### Objective
Reproduce every row below word for word, changing nothing.

Raw rows
--- start ---
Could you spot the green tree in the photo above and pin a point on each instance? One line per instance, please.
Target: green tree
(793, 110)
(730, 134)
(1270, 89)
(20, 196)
--- end ---
### Written response
Could you spot the green tree in the photo above and pin a point on each instance? One line per instance, please.
Target: green tree
(793, 110)
(730, 134)
(1270, 89)
(20, 196)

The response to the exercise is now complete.